* [Data supplied]:
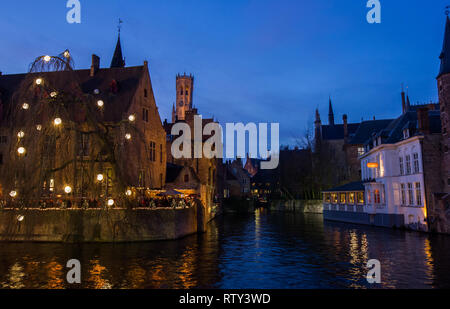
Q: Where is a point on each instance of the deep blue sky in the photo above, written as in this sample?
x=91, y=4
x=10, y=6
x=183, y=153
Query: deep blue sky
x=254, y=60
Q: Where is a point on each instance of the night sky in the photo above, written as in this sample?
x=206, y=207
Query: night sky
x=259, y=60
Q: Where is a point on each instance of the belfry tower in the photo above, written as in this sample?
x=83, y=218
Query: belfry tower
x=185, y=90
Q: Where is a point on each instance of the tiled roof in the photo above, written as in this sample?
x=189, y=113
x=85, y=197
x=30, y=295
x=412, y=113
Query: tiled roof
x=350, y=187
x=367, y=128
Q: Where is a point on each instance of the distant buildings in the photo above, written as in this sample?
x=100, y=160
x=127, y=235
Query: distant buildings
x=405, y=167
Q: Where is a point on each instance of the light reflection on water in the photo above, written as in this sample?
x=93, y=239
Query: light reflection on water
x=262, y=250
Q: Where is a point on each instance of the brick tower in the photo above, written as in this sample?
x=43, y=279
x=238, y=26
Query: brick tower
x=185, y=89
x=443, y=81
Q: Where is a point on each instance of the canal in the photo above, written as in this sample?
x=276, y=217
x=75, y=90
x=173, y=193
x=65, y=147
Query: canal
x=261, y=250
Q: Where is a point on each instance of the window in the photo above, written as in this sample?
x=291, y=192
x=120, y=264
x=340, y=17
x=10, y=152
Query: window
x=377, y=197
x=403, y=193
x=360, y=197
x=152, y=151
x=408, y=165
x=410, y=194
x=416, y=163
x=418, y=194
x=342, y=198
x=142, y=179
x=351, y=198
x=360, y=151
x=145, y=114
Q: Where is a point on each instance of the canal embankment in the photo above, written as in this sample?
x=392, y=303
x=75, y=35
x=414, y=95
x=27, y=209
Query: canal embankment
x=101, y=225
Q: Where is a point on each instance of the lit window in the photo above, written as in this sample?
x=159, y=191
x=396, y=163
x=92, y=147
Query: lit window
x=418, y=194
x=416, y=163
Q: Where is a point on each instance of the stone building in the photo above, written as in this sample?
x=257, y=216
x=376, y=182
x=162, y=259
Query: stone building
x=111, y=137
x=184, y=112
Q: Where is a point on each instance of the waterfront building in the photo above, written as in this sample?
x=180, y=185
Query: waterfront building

* [To be done]: Can you render the listing above as a Markdown table with a Row column for the row number and a Line column for each line, leaving out the pictures and any blank lines?

* [Full output]:
| Row | Line |
|---|---|
| 1 | Q: Where is a point on each instance of the deep blue sky in the photo above, written as in this sample? |
| 2 | x=91, y=4 |
| 3 | x=10, y=6 |
| 4 | x=183, y=153 |
| 5 | Query: deep blue sky |
| 6 | x=254, y=60 |
| 7 | Q: Where is a point on each instance of the night sky in the photo above, written as in this sample? |
| 8 | x=206, y=207 |
| 9 | Query: night sky |
| 10 | x=259, y=60 |
| 11 | Q: Where is a point on each instance of the belfry tower in the photo above, written as in this sample? |
| 12 | x=83, y=218 |
| 13 | Query: belfry tower |
| 14 | x=185, y=90 |
| 15 | Q: Where is a point on each instance of the tiled roof in the photo above, written as in this sample? |
| 16 | x=189, y=113 |
| 17 | x=85, y=197 |
| 18 | x=30, y=295 |
| 19 | x=412, y=113 |
| 20 | Query: tiled roof |
| 21 | x=350, y=187 |
| 22 | x=367, y=128 |
| 23 | Q: Where is a point on each instance of the distant buildings in the photo above, written as in this sample? |
| 24 | x=100, y=160 |
| 25 | x=127, y=235 |
| 26 | Query: distant buildings |
| 27 | x=405, y=167 |
| 28 | Q: Where is a point on each instance of the light reflection on water in the photo above, written as in this sample? |
| 29 | x=93, y=239 |
| 30 | Query: light reflection on water |
| 31 | x=262, y=250 |
| 32 | Q: Where is a point on each instance of the brick tower in the photo above, written as in this sample? |
| 33 | x=43, y=279 |
| 34 | x=238, y=26 |
| 35 | Query: brick tower |
| 36 | x=185, y=89 |
| 37 | x=443, y=81 |
| 38 | Q: Where is a point on each instance of the canal in the photo above, written as in this sample? |
| 39 | x=276, y=217 |
| 40 | x=75, y=90 |
| 41 | x=173, y=193 |
| 42 | x=65, y=147 |
| 43 | Query: canal |
| 44 | x=261, y=250 |
| 45 | Q: Where is a point on each instance of the window in the photo above, written as in this sample? |
| 46 | x=291, y=192 |
| 47 | x=120, y=264 |
| 48 | x=340, y=17 |
| 49 | x=10, y=152 |
| 50 | Query: window |
| 51 | x=377, y=197 |
| 52 | x=403, y=193 |
| 53 | x=360, y=197 |
| 54 | x=152, y=151 |
| 55 | x=408, y=165 |
| 56 | x=410, y=194 |
| 57 | x=416, y=163 |
| 58 | x=418, y=194 |
| 59 | x=342, y=198 |
| 60 | x=142, y=179 |
| 61 | x=351, y=198 |
| 62 | x=360, y=151 |
| 63 | x=145, y=114 |
| 64 | Q: Where is a point on each instance of the canal embankment in the photo above, written as in this sample? |
| 65 | x=392, y=303 |
| 66 | x=75, y=35 |
| 67 | x=414, y=95 |
| 68 | x=27, y=209 |
| 69 | Query: canal embankment |
| 70 | x=101, y=225 |
| 71 | Q: Where is a point on each instance of the lit window in the photo above, written as in this sample? |
| 72 | x=159, y=191 |
| 73 | x=396, y=163 |
| 74 | x=92, y=147 |
| 75 | Query: lit window |
| 76 | x=418, y=194 |
| 77 | x=416, y=163 |
| 78 | Q: Where is a point on each instance of the stone building in the photo above, written as in this sample? |
| 79 | x=257, y=216 |
| 80 | x=376, y=182 |
| 81 | x=162, y=259 |
| 82 | Query: stone building |
| 83 | x=111, y=137 |
| 84 | x=184, y=112 |
| 85 | Q: Where is a point on each instance of the waterfront building in the photo above, written as in this sample? |
| 86 | x=180, y=185 |
| 87 | Query: waterfront building |